Problem to solve -
Starting with the first line of the data that follows, transcribe every line verbatim until the line containing "Where can you spot the green leaf" has been transcribed.

(Source records)
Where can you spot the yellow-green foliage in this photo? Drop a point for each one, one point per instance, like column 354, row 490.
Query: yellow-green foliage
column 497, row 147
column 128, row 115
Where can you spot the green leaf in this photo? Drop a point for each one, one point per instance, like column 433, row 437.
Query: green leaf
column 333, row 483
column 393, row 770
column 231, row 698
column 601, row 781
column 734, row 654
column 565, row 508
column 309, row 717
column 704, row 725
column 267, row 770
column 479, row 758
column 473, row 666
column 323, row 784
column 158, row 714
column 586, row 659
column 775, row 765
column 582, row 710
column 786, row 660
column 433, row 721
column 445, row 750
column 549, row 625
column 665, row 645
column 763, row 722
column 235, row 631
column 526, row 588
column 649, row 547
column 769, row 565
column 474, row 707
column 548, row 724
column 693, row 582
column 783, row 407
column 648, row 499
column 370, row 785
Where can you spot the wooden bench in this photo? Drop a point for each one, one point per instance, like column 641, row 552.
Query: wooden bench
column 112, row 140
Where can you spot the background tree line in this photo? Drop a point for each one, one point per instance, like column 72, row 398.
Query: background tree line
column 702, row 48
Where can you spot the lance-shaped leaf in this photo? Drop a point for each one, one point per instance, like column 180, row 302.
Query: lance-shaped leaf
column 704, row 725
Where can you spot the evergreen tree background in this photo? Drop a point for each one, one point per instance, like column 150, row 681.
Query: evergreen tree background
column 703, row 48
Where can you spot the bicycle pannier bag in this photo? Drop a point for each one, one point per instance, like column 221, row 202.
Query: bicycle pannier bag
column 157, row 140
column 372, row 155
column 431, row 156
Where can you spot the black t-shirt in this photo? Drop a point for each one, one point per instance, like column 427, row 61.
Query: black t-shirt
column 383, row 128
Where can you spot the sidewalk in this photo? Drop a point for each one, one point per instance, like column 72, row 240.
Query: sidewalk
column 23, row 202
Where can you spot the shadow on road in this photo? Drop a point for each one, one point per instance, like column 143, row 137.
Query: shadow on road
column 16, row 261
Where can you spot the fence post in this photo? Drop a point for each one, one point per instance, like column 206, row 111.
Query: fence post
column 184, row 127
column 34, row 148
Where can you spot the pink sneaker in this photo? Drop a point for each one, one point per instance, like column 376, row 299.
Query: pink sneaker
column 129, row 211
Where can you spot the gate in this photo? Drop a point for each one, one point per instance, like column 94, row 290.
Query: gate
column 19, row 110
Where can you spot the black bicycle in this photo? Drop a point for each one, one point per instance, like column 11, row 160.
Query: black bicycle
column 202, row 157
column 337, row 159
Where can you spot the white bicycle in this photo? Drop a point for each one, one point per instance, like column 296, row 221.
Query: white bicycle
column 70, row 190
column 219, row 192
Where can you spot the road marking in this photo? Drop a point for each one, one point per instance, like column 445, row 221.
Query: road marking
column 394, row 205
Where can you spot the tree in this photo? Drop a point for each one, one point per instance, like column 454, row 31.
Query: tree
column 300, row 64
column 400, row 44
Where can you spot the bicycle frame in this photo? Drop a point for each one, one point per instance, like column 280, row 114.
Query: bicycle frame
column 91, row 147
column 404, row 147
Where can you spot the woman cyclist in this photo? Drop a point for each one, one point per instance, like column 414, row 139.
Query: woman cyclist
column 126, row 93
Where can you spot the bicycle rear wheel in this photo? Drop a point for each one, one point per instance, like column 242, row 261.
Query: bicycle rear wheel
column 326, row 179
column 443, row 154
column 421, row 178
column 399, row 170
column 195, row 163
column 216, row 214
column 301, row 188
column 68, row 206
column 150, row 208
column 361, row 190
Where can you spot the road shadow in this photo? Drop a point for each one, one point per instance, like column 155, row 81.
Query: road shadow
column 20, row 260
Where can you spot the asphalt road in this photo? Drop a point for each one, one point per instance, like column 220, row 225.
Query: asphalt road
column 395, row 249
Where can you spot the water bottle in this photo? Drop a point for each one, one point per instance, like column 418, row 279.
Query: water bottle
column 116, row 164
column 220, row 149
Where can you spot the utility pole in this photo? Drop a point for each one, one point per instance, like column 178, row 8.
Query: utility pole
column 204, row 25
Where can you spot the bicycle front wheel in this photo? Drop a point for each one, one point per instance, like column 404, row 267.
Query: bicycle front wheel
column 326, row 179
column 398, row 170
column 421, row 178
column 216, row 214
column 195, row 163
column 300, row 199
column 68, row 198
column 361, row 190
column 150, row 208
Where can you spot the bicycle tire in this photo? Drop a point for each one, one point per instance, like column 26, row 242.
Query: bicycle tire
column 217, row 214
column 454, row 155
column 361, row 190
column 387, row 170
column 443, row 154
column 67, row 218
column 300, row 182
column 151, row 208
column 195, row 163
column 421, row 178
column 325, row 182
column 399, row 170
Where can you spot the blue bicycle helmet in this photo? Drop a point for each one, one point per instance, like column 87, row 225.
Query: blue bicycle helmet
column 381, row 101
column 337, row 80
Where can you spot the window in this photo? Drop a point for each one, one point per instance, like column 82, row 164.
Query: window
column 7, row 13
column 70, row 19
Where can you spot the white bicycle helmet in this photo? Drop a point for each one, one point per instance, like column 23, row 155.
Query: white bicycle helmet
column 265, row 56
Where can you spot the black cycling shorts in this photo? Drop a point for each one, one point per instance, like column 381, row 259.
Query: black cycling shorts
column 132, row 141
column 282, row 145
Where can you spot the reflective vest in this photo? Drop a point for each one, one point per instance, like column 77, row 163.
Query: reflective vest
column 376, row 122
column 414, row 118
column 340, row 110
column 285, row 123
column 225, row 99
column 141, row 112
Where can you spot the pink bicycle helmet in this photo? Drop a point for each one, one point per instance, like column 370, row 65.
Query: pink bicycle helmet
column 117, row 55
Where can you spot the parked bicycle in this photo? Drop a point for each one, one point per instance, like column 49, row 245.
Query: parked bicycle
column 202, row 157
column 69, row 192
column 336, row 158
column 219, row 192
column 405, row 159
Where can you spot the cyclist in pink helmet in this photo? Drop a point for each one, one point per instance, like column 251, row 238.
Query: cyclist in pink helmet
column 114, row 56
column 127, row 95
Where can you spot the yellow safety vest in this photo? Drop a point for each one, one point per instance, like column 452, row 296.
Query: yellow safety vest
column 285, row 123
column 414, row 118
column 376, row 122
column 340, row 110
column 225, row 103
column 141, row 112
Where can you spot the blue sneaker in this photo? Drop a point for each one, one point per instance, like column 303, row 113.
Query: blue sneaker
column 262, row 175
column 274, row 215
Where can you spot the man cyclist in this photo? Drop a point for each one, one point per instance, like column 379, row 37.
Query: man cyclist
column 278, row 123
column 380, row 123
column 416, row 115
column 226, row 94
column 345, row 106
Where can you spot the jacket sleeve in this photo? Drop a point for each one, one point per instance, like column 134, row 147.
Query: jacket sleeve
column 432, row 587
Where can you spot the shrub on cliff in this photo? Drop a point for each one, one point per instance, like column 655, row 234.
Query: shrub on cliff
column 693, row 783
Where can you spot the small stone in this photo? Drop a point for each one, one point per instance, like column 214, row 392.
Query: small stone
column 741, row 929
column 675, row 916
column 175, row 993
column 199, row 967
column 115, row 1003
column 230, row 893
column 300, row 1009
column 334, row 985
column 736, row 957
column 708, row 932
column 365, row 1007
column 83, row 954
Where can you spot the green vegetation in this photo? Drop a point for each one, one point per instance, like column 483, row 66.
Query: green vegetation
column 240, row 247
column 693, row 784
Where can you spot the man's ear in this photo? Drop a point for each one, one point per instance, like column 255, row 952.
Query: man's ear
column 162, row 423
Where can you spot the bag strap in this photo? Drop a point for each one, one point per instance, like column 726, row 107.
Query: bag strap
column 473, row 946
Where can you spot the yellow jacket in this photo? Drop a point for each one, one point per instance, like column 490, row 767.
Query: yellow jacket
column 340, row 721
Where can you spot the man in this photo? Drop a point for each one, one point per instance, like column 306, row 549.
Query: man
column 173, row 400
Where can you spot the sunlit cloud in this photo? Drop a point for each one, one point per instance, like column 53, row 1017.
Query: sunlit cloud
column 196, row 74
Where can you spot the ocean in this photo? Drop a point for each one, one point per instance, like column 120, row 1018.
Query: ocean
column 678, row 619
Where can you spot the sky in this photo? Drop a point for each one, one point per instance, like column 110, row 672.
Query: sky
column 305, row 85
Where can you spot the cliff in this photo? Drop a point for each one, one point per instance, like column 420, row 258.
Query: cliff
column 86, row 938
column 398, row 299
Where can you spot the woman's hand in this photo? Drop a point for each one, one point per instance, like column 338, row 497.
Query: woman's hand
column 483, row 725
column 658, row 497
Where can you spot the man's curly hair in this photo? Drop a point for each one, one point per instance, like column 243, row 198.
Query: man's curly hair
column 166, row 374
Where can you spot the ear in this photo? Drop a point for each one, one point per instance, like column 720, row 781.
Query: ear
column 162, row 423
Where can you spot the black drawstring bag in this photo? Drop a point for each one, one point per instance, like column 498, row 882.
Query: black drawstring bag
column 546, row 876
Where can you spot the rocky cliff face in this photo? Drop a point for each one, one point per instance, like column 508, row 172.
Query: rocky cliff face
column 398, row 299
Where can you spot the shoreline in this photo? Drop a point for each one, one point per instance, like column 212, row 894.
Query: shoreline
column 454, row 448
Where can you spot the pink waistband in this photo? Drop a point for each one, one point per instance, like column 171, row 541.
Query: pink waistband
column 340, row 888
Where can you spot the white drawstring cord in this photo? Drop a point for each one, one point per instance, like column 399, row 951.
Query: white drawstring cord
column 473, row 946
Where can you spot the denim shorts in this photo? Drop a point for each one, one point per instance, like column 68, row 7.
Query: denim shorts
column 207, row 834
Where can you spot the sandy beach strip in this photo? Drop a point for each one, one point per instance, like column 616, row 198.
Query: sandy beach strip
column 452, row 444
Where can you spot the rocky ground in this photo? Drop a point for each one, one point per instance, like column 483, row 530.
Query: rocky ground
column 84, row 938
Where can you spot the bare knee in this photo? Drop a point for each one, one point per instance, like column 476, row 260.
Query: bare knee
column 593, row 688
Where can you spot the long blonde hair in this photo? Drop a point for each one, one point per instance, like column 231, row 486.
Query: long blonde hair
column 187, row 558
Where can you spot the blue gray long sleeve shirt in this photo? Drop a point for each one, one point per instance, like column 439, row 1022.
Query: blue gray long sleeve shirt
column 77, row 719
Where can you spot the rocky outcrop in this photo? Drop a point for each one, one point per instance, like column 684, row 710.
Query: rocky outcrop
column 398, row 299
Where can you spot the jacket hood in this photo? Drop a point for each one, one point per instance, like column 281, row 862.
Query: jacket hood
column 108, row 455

Solution for this task -
Where can you spot the yellow-green foliage in this photo? Drop a point for each one, one point per instance, like column 354, row 490.
Query: yellow-green foliage
column 497, row 147
column 128, row 115
Where can you spot the green leaf in this photo? Drop a point for each one, one point per instance, like column 433, row 437.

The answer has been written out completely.